--- START ---

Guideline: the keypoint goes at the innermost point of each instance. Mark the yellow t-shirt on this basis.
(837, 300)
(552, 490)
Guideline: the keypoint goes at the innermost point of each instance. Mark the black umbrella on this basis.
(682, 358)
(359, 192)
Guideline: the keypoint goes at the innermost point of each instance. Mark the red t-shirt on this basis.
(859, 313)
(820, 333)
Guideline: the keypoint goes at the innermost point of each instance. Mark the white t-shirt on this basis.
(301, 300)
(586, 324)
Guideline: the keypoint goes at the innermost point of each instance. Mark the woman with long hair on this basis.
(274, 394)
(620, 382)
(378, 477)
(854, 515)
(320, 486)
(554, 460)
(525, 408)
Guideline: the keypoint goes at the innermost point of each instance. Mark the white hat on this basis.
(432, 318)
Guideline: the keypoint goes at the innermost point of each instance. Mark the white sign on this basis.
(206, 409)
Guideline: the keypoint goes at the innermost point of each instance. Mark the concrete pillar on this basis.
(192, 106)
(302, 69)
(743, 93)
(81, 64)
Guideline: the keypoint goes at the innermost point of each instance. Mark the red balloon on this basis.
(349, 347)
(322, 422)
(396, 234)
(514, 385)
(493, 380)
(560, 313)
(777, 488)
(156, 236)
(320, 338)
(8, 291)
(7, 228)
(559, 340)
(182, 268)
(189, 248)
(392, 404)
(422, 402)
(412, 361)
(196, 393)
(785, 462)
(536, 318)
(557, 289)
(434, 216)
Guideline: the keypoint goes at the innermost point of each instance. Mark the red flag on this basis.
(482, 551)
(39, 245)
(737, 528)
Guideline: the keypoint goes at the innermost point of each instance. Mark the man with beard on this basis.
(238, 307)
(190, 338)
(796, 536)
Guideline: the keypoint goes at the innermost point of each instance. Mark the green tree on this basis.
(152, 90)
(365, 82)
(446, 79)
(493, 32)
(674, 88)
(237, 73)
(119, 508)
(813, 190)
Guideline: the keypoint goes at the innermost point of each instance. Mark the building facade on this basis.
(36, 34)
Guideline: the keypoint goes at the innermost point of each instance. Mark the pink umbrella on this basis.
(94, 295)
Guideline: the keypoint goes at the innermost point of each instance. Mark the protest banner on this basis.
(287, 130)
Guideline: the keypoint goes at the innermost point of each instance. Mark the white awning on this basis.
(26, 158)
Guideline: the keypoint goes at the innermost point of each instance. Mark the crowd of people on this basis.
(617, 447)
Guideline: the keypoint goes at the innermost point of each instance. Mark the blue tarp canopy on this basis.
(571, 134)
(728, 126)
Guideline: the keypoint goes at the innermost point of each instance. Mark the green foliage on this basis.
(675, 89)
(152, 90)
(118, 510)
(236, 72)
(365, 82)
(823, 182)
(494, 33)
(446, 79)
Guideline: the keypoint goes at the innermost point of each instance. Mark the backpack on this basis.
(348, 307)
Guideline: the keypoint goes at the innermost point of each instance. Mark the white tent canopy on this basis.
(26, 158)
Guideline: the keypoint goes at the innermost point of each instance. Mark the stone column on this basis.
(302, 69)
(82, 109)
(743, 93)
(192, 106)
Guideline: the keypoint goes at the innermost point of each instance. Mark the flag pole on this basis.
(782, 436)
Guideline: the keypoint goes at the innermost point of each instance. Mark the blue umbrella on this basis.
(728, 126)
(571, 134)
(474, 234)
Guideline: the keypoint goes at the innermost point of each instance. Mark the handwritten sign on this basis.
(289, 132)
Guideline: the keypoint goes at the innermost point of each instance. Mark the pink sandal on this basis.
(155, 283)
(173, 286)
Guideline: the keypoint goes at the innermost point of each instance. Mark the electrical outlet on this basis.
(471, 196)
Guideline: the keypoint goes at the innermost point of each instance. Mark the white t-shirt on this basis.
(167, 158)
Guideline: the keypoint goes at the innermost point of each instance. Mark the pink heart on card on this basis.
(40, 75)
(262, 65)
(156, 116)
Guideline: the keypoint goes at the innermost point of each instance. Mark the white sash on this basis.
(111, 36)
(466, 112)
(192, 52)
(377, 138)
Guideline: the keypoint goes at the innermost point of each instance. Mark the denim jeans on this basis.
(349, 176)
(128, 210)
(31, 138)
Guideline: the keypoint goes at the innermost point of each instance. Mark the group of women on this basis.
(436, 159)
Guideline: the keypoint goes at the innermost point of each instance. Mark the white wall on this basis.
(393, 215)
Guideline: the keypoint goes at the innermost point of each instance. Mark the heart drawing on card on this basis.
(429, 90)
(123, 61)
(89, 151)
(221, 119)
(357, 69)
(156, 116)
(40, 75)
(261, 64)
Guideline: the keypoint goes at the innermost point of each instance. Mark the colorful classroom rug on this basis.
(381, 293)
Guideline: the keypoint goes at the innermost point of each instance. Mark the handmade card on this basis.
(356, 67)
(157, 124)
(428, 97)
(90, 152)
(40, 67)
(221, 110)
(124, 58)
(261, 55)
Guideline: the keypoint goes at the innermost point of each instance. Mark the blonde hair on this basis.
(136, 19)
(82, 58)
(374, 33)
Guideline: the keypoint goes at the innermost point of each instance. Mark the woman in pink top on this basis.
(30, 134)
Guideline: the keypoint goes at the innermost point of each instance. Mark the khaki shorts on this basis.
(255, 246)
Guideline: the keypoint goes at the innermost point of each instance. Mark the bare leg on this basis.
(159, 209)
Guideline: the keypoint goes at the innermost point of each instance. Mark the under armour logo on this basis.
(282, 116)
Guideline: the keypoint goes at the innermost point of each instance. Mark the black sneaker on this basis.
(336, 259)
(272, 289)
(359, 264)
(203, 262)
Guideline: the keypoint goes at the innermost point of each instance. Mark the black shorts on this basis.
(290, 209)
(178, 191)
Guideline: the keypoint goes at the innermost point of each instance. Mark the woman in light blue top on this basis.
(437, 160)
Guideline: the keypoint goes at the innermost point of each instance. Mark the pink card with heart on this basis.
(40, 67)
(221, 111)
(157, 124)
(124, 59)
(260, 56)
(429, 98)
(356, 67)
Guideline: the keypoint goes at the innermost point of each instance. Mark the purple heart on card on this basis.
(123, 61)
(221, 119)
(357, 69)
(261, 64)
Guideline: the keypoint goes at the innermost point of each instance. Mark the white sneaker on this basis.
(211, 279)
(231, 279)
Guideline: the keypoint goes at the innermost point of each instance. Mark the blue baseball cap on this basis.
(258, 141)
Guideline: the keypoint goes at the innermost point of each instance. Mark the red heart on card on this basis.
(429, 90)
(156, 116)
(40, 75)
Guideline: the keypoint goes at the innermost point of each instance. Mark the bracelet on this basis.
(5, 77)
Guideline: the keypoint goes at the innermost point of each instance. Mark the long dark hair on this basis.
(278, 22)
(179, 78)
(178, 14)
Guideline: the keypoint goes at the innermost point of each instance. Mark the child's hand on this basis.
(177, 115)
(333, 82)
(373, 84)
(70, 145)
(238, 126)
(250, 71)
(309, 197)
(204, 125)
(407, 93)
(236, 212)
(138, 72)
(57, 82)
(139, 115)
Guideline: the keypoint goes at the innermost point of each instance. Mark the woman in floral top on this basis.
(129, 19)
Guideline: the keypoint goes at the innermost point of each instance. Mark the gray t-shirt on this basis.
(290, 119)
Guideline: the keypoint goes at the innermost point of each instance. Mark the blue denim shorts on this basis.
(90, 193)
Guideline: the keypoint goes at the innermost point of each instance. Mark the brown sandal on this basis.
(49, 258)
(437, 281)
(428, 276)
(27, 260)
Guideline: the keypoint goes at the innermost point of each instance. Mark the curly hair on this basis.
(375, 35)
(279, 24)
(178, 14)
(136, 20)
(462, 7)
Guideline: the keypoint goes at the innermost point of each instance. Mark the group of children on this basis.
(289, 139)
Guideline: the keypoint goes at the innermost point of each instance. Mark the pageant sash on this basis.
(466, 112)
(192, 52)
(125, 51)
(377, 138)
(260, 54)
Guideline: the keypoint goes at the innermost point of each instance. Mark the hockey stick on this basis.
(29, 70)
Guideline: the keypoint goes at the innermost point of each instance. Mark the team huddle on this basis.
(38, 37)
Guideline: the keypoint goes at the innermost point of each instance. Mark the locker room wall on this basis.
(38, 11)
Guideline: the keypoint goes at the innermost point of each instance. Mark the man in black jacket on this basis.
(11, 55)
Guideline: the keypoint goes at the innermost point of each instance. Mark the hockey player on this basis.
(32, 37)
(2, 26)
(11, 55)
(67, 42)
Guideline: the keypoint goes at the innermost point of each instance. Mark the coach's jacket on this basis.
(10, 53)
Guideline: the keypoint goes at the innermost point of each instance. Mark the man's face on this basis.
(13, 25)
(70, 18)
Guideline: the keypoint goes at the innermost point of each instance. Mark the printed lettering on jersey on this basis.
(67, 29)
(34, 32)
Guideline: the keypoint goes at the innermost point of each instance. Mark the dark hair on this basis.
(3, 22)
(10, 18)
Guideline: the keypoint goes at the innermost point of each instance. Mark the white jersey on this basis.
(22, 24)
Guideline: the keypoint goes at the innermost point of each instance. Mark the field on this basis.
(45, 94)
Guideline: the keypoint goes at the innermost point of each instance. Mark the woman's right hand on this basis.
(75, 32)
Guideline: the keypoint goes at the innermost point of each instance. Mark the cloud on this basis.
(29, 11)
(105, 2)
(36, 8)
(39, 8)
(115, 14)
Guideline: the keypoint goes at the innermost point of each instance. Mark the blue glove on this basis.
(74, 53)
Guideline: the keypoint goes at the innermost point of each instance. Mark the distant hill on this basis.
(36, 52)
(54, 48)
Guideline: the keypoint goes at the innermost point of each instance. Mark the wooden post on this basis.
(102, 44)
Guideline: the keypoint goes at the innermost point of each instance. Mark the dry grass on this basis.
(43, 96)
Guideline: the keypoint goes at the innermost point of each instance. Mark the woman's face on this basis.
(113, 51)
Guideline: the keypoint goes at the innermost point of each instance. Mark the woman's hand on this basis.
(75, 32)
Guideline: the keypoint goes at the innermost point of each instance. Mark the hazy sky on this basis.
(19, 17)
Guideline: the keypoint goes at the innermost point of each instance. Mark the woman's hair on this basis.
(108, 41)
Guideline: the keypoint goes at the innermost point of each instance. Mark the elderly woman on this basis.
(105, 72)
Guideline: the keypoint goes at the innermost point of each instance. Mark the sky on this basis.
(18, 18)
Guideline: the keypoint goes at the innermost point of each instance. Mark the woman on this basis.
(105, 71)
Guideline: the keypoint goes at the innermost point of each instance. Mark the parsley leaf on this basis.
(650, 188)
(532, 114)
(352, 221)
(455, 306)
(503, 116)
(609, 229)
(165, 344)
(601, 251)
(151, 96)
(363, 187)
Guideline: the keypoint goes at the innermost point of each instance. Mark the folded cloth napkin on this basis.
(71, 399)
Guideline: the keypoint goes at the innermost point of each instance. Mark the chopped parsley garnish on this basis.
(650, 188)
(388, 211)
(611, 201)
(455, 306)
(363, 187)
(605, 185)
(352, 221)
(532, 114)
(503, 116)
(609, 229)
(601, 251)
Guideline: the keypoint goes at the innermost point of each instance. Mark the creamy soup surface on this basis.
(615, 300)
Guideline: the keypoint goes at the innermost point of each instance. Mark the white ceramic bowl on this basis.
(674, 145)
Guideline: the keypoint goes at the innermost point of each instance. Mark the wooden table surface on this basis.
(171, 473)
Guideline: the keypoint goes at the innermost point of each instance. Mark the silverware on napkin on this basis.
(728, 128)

--- END ---

**Problem description:** Output, unchanged, the lines from the line with "grass on this basis." through the final line of the material.

**Expected answer:**
Guideline: the keypoint goes at the innermost point of each instance. Mark the dry grass on this basis.
(43, 96)
Guideline: the keypoint goes at the innermost point of each instance. Mark the woman's face on this basis.
(113, 51)
Guideline: the keypoint goes at the innermost point of each instance. Mark the woman's hand on this basis.
(75, 32)
Guideline: the keypoint goes at the innermost point of each instance. Mark the hazy sky on this basis.
(19, 17)
Guideline: the keypoint goes at the innermost point of each instance. Mark the woman's hair on this basis.
(108, 41)
Guideline: the keypoint goes at the innermost point of each instance. Mark the elderly woman on this basis.
(105, 72)
Guideline: the keypoint goes at the innermost point of each instance. Mark the sky on this basis.
(18, 18)
Guideline: the keypoint goes at the innermost point of each instance. Mark the woman on this basis.
(105, 71)
Guideline: the keypoint goes at the innermost point of each instance. Mark the parsley leaf on this basis.
(650, 188)
(532, 114)
(352, 221)
(455, 306)
(503, 116)
(609, 229)
(165, 344)
(601, 251)
(151, 96)
(363, 187)
Guideline: the keypoint goes at the innermost point of each instance. Mark the folded cloth napkin on this basis.
(71, 399)
Guideline: the keypoint goes at the innermost point of each instance. Mark the chopped parsley garnish on this basis.
(650, 188)
(388, 211)
(611, 201)
(455, 306)
(363, 187)
(605, 185)
(352, 221)
(532, 114)
(503, 116)
(609, 229)
(601, 251)
Guideline: the keypoint goes at the innermost point of each instance. Mark the creamy soup surface on this basis.
(615, 300)
Guideline: the keypoint goes at the innermost point of each instance. Mark the white ceramic bowl on this basis.
(674, 145)
Guideline: the keypoint goes at the innermost point of each instance. Mark the wooden table surface on this basis.
(171, 473)
Guideline: the keypoint goes at the innermost point of each instance. Mark the silverware on napkin on this basis.
(728, 128)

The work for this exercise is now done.